:: WHAT IS REQUIRED ::
The required answer is an exact copy of the records below, without pictures.

================

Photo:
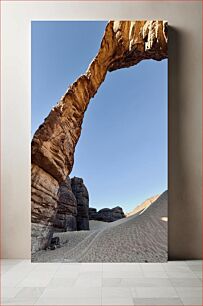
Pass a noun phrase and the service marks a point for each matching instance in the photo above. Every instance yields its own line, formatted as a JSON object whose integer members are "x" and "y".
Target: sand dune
{"x": 139, "y": 208}
{"x": 138, "y": 238}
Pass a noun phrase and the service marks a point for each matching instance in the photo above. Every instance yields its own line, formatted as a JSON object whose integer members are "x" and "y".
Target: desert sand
{"x": 139, "y": 238}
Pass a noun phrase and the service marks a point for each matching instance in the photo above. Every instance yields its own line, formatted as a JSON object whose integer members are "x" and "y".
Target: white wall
{"x": 184, "y": 112}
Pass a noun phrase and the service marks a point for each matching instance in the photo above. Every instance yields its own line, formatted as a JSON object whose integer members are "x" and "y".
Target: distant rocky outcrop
{"x": 65, "y": 219}
{"x": 106, "y": 214}
{"x": 82, "y": 198}
{"x": 124, "y": 44}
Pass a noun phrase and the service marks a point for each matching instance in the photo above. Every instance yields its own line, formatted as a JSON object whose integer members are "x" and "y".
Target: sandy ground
{"x": 139, "y": 238}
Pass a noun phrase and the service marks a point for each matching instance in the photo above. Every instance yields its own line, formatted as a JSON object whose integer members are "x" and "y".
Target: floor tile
{"x": 192, "y": 301}
{"x": 146, "y": 282}
{"x": 22, "y": 301}
{"x": 30, "y": 292}
{"x": 157, "y": 301}
{"x": 9, "y": 292}
{"x": 115, "y": 292}
{"x": 69, "y": 301}
{"x": 61, "y": 282}
{"x": 189, "y": 292}
{"x": 155, "y": 292}
{"x": 117, "y": 301}
{"x": 155, "y": 274}
{"x": 186, "y": 282}
{"x": 83, "y": 292}
{"x": 179, "y": 274}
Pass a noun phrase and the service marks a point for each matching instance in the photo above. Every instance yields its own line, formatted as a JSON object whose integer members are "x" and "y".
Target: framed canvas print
{"x": 99, "y": 141}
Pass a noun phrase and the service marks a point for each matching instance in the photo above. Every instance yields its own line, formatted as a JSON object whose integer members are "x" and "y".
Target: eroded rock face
{"x": 65, "y": 219}
{"x": 125, "y": 43}
{"x": 106, "y": 214}
{"x": 82, "y": 197}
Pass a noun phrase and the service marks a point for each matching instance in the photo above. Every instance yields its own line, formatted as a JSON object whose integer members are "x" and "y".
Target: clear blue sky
{"x": 122, "y": 151}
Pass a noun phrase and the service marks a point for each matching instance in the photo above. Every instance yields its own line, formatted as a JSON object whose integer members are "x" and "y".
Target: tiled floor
{"x": 172, "y": 283}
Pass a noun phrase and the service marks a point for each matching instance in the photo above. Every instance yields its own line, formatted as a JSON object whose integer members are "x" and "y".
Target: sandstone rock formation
{"x": 65, "y": 219}
{"x": 125, "y": 43}
{"x": 82, "y": 198}
{"x": 106, "y": 214}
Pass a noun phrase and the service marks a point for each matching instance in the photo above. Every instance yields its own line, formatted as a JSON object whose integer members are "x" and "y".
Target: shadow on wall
{"x": 183, "y": 211}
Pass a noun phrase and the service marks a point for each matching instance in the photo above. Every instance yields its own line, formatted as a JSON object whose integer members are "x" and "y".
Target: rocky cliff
{"x": 106, "y": 214}
{"x": 65, "y": 219}
{"x": 82, "y": 198}
{"x": 125, "y": 43}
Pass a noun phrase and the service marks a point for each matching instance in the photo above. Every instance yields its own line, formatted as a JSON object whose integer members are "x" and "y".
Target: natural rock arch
{"x": 124, "y": 44}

================

:: WRITTEN SOLUTION ::
Photo:
Pass a noun phrase and the service marks a point for each matching instance in the photo above. Every instance yields its own line, formatted as a JSON object whose integer members are "x" and "y".
Target: sand dune
{"x": 139, "y": 208}
{"x": 138, "y": 238}
Pass a noun phrase and the service marks a point for each matching instance in the photo above. Every instance yields its own line, formatted as a JSON object whose integer members are "x" and "y".
Target: desert sand
{"x": 139, "y": 238}
Pass a noun phrase and the service marks a point for each matching instance in the photo above. Every instance yields its own line, formatted as a JSON object whose integer members are "x" and "y".
Target: white wall
{"x": 184, "y": 112}
Pass a noun phrase and the service marks a point for each matching instance in the photo above. Every instance yields its own line, formatted as a JSON object whose integer members are "x" and "y".
Target: distant rocky outcrop
{"x": 65, "y": 219}
{"x": 106, "y": 214}
{"x": 82, "y": 198}
{"x": 124, "y": 44}
Pass a noun phrase and the service marks a point for each matching instance in the photo above. Every instance yields its own line, formatted as a JSON object whose integer members are "x" and "y".
Target: sandy ground
{"x": 139, "y": 238}
Pass a noun phrase and the service marks a point for each matching instance in the photo above. Every instance yields its own line, formatted as a JSON object whose integer members are "x" and "y".
Target: floor tile
{"x": 192, "y": 301}
{"x": 146, "y": 282}
{"x": 22, "y": 301}
{"x": 30, "y": 292}
{"x": 157, "y": 301}
{"x": 9, "y": 292}
{"x": 115, "y": 292}
{"x": 69, "y": 301}
{"x": 61, "y": 282}
{"x": 189, "y": 292}
{"x": 155, "y": 292}
{"x": 117, "y": 301}
{"x": 155, "y": 274}
{"x": 186, "y": 282}
{"x": 83, "y": 292}
{"x": 179, "y": 274}
Pass a noun phrase and the service marks a point for each matching instance in the photo above. Every instance yields its own line, formatted as a JSON object whose integer members are "x" and "y".
Target: framed canvas print
{"x": 99, "y": 141}
Pass a noun phrase and the service marks a point for each matching instance in the photo above. Every instance yields its own line, formatted as a JSON object whose integer members are "x" and "y".
Target: eroded rock face
{"x": 65, "y": 219}
{"x": 125, "y": 43}
{"x": 106, "y": 214}
{"x": 82, "y": 197}
Pass a noun phrase and the service marks a point for each matching instance in the photo above. Every instance yields its own line, formatted as a JSON object whose integer members are "x" and "y".
Target: clear blue sky
{"x": 122, "y": 151}
Pass a noun phrase and the service marks a point for each matching instance in the photo above. Every instance yields its own line, formatted as a JSON object whose integer members are "x" and "y".
Target: tiled floor
{"x": 172, "y": 283}
Pass a noun phrase and the service marks a point for each matching instance in the photo above. Every instance yields its own line, formatted as a JSON object whose integer members are "x" and "y".
Target: sandstone rock formation
{"x": 65, "y": 219}
{"x": 125, "y": 43}
{"x": 82, "y": 198}
{"x": 106, "y": 214}
Pass a noun phrase and the service marks a point for each matching instance in the photo above. Every instance yields its own line, formatted as a JSON object whose integer members are "x" and "y".
Target: shadow on wall
{"x": 183, "y": 211}
Pass a noun phrase and the service marks a point for each matching instance in the photo above. Every instance yields its own line, formatted as a JSON object whose integer members are "x" and "y".
Target: rocky cliff
{"x": 106, "y": 214}
{"x": 65, "y": 219}
{"x": 82, "y": 198}
{"x": 125, "y": 43}
Pass a noun phrase and the service marks a point for each matching instance in the photo above. Every instance yields its own line, formatted as a JSON object whose integer members are "x" and "y".
Target: natural rock arch
{"x": 124, "y": 44}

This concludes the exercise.